**Items from a labeling collection:**
[BEGIN]
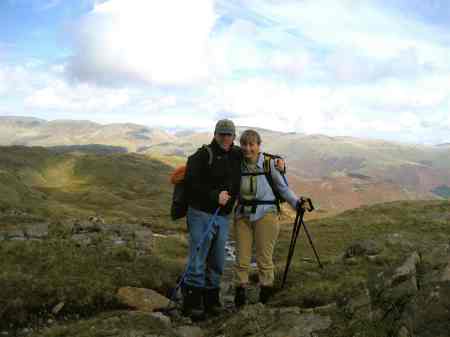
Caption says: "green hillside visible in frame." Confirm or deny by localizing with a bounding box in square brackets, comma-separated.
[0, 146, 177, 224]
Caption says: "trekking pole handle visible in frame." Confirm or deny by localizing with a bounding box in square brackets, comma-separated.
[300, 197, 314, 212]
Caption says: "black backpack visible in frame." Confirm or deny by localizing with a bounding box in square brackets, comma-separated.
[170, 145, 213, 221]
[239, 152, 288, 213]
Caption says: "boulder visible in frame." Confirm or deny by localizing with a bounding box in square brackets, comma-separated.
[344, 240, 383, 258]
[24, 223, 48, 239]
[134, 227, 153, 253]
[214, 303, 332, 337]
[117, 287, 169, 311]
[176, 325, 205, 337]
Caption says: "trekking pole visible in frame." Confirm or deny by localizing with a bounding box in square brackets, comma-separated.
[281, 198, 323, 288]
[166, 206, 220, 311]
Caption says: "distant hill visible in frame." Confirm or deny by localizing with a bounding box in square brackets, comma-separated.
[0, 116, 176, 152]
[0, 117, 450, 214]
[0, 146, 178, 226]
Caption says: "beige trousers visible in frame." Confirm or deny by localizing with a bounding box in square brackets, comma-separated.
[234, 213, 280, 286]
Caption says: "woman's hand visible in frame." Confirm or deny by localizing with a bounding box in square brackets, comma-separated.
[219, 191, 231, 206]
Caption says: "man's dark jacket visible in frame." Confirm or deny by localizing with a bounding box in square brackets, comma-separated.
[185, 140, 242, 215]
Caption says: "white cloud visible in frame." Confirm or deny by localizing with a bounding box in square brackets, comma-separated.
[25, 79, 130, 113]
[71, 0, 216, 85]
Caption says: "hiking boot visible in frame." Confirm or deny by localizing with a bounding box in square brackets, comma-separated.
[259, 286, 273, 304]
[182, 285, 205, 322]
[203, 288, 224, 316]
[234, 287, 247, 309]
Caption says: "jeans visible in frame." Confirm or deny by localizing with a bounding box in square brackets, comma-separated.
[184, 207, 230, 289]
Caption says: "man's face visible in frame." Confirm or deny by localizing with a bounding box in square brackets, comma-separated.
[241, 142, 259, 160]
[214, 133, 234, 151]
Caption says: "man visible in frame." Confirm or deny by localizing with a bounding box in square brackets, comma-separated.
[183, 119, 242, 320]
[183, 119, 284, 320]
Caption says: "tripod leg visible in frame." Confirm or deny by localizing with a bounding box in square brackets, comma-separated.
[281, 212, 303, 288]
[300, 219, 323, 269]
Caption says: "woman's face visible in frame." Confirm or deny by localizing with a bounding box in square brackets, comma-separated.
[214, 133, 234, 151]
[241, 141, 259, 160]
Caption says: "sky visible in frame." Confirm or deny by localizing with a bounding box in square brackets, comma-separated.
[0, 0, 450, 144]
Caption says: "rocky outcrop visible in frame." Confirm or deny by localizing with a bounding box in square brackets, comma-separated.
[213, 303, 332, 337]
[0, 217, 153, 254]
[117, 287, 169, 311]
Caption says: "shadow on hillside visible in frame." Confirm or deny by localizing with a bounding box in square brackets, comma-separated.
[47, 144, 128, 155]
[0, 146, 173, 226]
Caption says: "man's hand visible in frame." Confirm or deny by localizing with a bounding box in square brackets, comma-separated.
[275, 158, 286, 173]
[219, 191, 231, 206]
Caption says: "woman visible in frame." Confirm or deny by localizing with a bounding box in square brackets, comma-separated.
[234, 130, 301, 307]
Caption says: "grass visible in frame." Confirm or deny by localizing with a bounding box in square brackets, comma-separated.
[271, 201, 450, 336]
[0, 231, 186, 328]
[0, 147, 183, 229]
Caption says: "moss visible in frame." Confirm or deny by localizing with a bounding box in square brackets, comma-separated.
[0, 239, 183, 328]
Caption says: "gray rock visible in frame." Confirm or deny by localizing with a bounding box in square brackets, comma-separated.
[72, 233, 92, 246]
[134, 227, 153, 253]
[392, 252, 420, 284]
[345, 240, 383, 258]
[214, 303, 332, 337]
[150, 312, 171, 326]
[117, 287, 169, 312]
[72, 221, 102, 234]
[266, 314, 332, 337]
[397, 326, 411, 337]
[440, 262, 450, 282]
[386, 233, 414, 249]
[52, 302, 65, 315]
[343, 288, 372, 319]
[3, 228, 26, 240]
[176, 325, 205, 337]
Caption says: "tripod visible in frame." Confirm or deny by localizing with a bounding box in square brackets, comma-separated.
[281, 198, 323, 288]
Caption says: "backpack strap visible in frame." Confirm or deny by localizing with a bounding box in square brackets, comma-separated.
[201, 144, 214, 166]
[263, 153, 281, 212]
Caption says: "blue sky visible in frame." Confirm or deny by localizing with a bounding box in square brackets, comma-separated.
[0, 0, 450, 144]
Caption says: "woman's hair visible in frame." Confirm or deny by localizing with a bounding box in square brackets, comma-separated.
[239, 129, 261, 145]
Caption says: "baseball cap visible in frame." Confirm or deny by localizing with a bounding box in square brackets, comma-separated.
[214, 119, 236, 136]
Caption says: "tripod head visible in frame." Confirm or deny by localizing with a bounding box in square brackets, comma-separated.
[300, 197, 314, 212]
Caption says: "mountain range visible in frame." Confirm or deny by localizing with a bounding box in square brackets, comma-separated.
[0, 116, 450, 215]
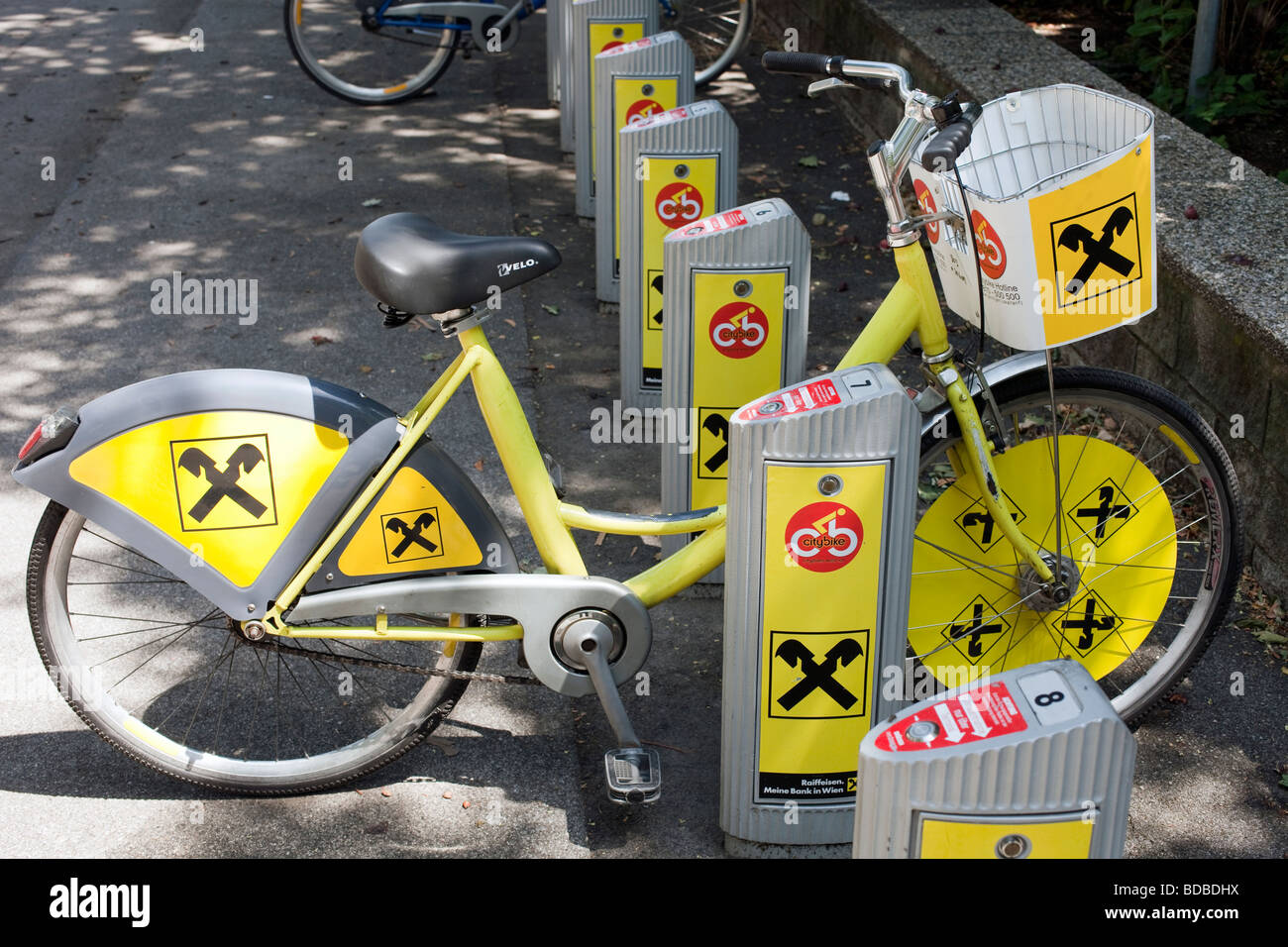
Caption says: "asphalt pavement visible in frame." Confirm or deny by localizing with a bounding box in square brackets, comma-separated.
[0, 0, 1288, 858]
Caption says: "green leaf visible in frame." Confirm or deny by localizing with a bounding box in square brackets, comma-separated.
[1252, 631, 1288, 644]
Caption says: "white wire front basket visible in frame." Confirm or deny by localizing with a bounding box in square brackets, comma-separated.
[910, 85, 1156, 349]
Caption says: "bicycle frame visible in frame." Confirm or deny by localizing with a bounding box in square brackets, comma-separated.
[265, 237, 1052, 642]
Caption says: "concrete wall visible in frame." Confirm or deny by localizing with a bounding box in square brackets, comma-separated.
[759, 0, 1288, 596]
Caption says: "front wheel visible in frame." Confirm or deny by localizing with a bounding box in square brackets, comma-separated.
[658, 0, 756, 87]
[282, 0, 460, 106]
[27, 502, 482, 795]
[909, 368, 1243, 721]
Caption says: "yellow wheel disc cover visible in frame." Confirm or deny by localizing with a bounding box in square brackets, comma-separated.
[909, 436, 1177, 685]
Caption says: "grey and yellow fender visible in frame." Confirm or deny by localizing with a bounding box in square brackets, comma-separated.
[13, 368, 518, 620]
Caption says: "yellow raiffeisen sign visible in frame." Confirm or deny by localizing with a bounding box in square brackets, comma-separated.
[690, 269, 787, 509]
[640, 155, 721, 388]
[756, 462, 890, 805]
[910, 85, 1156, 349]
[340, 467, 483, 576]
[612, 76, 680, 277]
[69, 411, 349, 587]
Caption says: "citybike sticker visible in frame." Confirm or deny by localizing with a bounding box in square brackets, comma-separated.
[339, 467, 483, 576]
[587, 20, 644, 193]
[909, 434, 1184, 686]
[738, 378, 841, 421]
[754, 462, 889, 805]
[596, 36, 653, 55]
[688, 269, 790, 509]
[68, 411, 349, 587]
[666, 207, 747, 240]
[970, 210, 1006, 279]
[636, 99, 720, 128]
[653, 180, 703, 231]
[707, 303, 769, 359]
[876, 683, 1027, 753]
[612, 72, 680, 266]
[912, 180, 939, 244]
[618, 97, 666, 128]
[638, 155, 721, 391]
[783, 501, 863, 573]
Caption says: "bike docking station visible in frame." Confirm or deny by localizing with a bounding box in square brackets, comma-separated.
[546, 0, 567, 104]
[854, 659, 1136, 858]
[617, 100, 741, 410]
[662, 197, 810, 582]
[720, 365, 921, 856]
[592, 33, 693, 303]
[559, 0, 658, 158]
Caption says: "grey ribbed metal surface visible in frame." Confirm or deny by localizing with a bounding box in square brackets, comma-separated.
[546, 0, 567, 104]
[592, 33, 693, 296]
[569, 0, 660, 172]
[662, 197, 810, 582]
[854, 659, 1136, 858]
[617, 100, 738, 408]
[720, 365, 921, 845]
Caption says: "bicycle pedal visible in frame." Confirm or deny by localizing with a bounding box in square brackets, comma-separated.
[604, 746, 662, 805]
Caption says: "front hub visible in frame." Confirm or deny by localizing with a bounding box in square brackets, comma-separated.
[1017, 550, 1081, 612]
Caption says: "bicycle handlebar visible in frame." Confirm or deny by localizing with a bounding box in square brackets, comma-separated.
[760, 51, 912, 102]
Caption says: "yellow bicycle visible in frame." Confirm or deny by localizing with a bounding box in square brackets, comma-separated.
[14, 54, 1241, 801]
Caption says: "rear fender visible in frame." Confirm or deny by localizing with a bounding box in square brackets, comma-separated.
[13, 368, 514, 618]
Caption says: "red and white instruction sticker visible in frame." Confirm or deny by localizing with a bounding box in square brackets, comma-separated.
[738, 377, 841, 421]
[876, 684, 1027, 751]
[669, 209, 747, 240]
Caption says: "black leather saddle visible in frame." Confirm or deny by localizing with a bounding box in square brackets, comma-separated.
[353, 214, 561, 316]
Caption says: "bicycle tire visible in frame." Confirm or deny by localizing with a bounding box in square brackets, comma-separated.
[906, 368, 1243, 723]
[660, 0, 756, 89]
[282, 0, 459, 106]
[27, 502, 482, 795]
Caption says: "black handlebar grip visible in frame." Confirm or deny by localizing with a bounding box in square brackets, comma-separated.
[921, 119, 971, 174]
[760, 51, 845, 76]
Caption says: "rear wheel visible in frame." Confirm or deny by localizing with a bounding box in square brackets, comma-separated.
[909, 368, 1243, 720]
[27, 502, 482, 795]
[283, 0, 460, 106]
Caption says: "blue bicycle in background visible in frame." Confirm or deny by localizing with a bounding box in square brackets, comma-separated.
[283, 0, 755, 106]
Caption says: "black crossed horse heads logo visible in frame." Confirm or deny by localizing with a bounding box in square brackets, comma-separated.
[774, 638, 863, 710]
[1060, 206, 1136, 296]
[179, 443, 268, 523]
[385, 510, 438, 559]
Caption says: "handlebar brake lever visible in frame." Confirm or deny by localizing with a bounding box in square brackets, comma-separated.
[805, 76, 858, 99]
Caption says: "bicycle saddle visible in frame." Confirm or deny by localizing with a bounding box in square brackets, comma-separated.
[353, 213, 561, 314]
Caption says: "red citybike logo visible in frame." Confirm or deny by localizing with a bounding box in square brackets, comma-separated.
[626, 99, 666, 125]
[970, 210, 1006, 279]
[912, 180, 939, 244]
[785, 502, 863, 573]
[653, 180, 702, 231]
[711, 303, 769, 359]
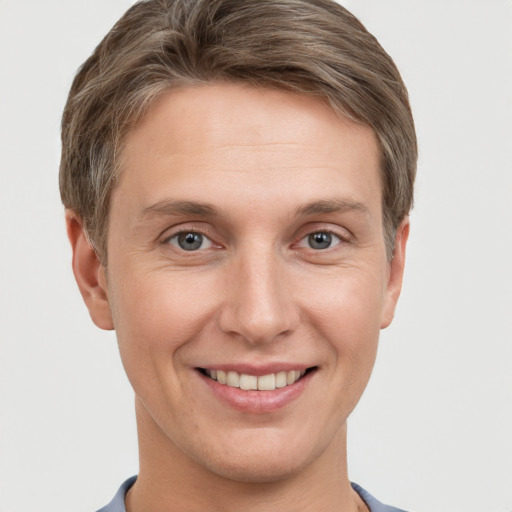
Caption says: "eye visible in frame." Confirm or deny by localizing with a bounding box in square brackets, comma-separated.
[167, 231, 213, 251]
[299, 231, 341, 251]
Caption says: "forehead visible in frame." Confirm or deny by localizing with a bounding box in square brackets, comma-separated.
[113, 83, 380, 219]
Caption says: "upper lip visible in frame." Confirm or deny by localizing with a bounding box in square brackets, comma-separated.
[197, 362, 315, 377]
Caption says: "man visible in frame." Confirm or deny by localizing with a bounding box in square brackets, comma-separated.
[END]
**Written instruction:** Extract each line of the material that contains the string "pole" and copy it in full.

**Result for this exercise:**
Caption says: "trekking pole handle visible in frame." Confirm or deny by localizing with a bounding box in square brackets, comma-separated.
Caption says: "trekking pole visible in frame." Confirm or deny by localizing with a bounding box in square brackets, comma-separated.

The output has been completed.